**Задания**
A: Ответьте по отрывку о ПЭТ на три вопроса, каждый ответ с новой строки с той же пометкой:
(i) Что, согласно отрывку, означает слово «томография»?
(ii) Сколько примерно времени после инъекции регистрируют распределение изотопов в мозгу?
(iii) Участки какого объема можно различать на снимках ПЭТ?
B: Назовите все, распределение чего в мозгу, согласно отрывку о ПЭТ, позволяет картировать этот метод в зависимости от изотопа.

━━━━━ Цитируемый отрывок

Применяемые методы различаются природой регистрируемого сигнала, разрешающей способностью в пространстве и временем, за которое можно получить сигнал. Наиболее известен метод, сокращенно называемый ПЭТ (позитронно-эмиссионная томография, где «томография» означает избирательное выделение сигналов из параллельных «срезов» с помощью компьютера). Он основан на введении короткоживущих и, по-видимому, неопасных радиоактивных изотопов в кровяное русло с последующей регистрацией их распределения в мозгу по испускаемым позитронам на протяжении примерно получаса после инъекции. Это напоминает методику радиоизотопного мечения, которую я применяю в моей лаборатории и уже описал в главе 2. В зависимости от используемого изотопа ПЭТ позволяет картировать распределение в мозгу крови, кислорода или глюкозы. Если испытуемому предлагают то или иное задание, например произвести несложные вычисления или заучить отрывок из стихотворения, ПЭТ «высвечивает» участки мозга, более активные при умственной работе, чем в состоянии покоя. Чтобы получить изображение методом ПЭТ, требуется довольно много времени, зато разрешающая способность выше, чем у многих других методов, поскольку на снимках можно различать участки мозга объемом примерно в половину кубического сантиметра (но даже в таком объеме умещаются десятки миллионов клеток). Однако методы такого рода нельзя считать полностью неинвазивными, так как они требуют введения изотопов.

━━━━━━━━━━
━━━━━ Представленные записи

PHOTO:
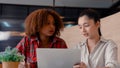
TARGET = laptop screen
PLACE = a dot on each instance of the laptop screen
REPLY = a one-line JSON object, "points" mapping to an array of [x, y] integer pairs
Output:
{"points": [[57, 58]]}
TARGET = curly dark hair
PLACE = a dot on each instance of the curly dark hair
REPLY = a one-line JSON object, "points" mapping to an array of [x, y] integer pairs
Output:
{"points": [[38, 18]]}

━━━━━━━━━━
━━━━━ Представленные записи

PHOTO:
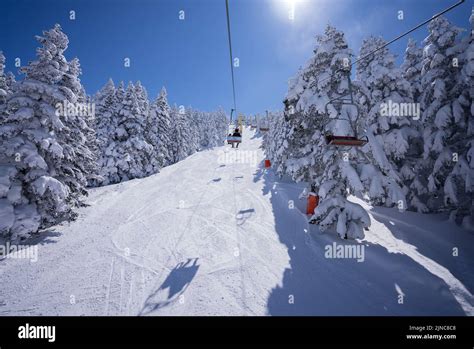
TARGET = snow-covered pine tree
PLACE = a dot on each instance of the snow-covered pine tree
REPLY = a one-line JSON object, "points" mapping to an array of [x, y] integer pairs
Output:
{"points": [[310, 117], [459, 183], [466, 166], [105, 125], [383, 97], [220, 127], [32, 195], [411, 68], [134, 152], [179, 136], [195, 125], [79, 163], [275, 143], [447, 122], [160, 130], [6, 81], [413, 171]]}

━━━━━━━━━━

**Ответы**
A:
(i) Избирательное выделение сигналов из параллельных «срезов» с помощью компьютера.
(ii) Примерно полчаса.
(iii) Примерно половину кубического сантиметра.

B: Кровь, кислород, глюкоза.